■ **WORK REQUIRED**:
Return the data below in full. Keep each character unchanged.

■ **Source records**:
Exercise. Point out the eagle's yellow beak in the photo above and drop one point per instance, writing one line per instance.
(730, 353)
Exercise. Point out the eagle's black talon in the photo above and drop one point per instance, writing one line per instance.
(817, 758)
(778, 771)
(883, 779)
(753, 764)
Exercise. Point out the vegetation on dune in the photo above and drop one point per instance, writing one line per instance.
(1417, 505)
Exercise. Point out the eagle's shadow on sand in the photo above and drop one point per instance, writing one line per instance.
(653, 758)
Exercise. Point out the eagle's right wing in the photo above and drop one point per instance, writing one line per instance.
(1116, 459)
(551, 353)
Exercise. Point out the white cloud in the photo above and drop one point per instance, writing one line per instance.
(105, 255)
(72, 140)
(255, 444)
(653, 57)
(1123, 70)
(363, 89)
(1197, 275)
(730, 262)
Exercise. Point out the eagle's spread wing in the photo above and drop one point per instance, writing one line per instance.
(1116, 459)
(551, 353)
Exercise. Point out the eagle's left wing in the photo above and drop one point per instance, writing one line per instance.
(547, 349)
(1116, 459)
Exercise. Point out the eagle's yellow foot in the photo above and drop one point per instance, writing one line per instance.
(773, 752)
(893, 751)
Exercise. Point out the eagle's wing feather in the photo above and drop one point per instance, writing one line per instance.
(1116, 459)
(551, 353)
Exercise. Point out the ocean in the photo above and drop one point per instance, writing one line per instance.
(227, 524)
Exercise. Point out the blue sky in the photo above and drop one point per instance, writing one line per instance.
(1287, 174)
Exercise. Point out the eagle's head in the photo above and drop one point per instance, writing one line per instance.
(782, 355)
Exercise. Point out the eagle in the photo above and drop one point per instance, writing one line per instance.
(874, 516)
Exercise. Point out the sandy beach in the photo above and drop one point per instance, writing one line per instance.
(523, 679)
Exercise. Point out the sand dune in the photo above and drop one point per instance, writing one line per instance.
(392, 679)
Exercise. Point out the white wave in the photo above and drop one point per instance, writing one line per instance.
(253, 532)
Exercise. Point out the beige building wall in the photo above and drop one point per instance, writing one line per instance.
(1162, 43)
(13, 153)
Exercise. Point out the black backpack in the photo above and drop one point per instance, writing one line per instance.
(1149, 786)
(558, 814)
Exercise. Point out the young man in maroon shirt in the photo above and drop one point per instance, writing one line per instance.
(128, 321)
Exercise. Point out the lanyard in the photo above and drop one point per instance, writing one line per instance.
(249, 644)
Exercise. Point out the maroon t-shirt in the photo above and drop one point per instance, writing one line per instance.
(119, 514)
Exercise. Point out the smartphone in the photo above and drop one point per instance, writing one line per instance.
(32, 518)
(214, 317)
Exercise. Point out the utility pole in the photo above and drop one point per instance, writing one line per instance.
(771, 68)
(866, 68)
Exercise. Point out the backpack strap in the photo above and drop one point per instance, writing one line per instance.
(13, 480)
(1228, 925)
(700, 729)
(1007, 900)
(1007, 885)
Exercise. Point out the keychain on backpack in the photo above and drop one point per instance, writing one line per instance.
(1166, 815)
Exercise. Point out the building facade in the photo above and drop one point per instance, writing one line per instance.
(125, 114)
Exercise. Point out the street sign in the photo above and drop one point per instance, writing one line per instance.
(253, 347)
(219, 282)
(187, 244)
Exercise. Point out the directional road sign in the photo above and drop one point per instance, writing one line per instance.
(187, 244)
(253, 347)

■ **SOLUTION**:
Exercise. Point out the eagle's yellow beak in the photo above and drop one point per instance, writing one line per instance.
(730, 353)
Exercise. Point out the eagle's black talon in the photo above and drop one point per instance, writing one line per instance.
(817, 758)
(778, 771)
(883, 779)
(753, 764)
Exercise. Point out the vegetation on dune in the photo above and drop one point per instance, writing one line per instance.
(1417, 505)
Exercise. Point out the eagle's shadow on sand in the photo above and drop one point per instance, writing one line per instance.
(653, 758)
Exercise. Point out the eagle's right wing in the photo above and drop one point per instance, writing one line per instance.
(1116, 459)
(551, 353)
Exercise. Point out the white cloud in the photo above and drop one point per instance, writing one line per instance.
(105, 255)
(72, 140)
(255, 444)
(653, 57)
(1123, 70)
(363, 89)
(1197, 275)
(730, 262)
Exercise. Point out the eagle's spread wing in the photo above and drop one point per instance, writing one line per instance.
(1116, 459)
(551, 353)
Exercise. Point out the eagle's left wing in the photo above and drop one point per instance, writing one line per instance.
(547, 349)
(1116, 459)
Exercise. Point out the eagle's yellow foot in the photo above and drop one point per instance, writing one line per instance.
(773, 752)
(893, 751)
Exercise. Point out the eagle's wing feather in the photo above and drop one point per instance, writing one line per instance.
(1116, 459)
(551, 353)
Exercise. Point out the ocean in the photo above and drop one point per instance, writing one line per instance.
(227, 524)
Exercise. Point out the blue sky in the photo above and drop one point per instance, writing one line per instance.
(1287, 174)
Exercise. Point out the eagle's head in the photo above and drop one point per instance, writing one line per instance.
(782, 355)
Exercise. Point out the eagle in the photo above and drop one point per instance, writing one line per instance.
(874, 516)
Exercise. Point out the sandy beach in the photo above and drop one point per instance, writing one line per instance.
(523, 679)
Exercise. Point out the sand dune in the photo above and drop one point per instance, writing one line per instance.
(392, 679)
Exercise. Point out the white wave in the photo above and drop one point per instance, writing one line per instance.
(253, 532)
Exercise. Point out the beige building wall in the photo above and drop one point per instance, writing one line per instance.
(1162, 43)
(13, 153)
Exercise. Point out the black backpack in the photo above and drop one point per instance, writing one line per instance.
(1149, 786)
(558, 814)
Exercise. Point out the young man in maroon shirt in the photo above and drop one point per instance, writing one line per instance.
(128, 321)
Exercise. Point out the lanyard in the photo above and drop one point per instance, writing one line per instance.
(249, 644)
Exercise. Point out the maroon t-shirt in the photo above and drop one point per instance, writing one line per instance.
(119, 514)
Exercise. Point out the smartphone in the photo above and drop one point per instance, writing one line per instance.
(32, 518)
(214, 317)
Exercise. Point out the utility pole in the photo above and drop one point per instance, writing one line per instance.
(771, 68)
(866, 68)
Exercise. Point out the backpack strap in the photo above and drop one point per instance, writing one line per instance.
(13, 480)
(1228, 925)
(700, 729)
(1007, 900)
(1007, 885)
Exercise. Point out the keychain on backpack in the photo above and drop one point per instance, writing one line per instance.
(1166, 815)
Exercise. Point out the building facade in the photo above and drop one point per instance, writing one line per instance.
(125, 114)
Exercise. Point out the street sign in the photo above and drop one point per instance, writing one line per instance.
(253, 347)
(219, 282)
(187, 244)
Exercise. Point out the directional road sign in the photo above and drop one point per instance, writing one line per instance.
(187, 244)
(253, 347)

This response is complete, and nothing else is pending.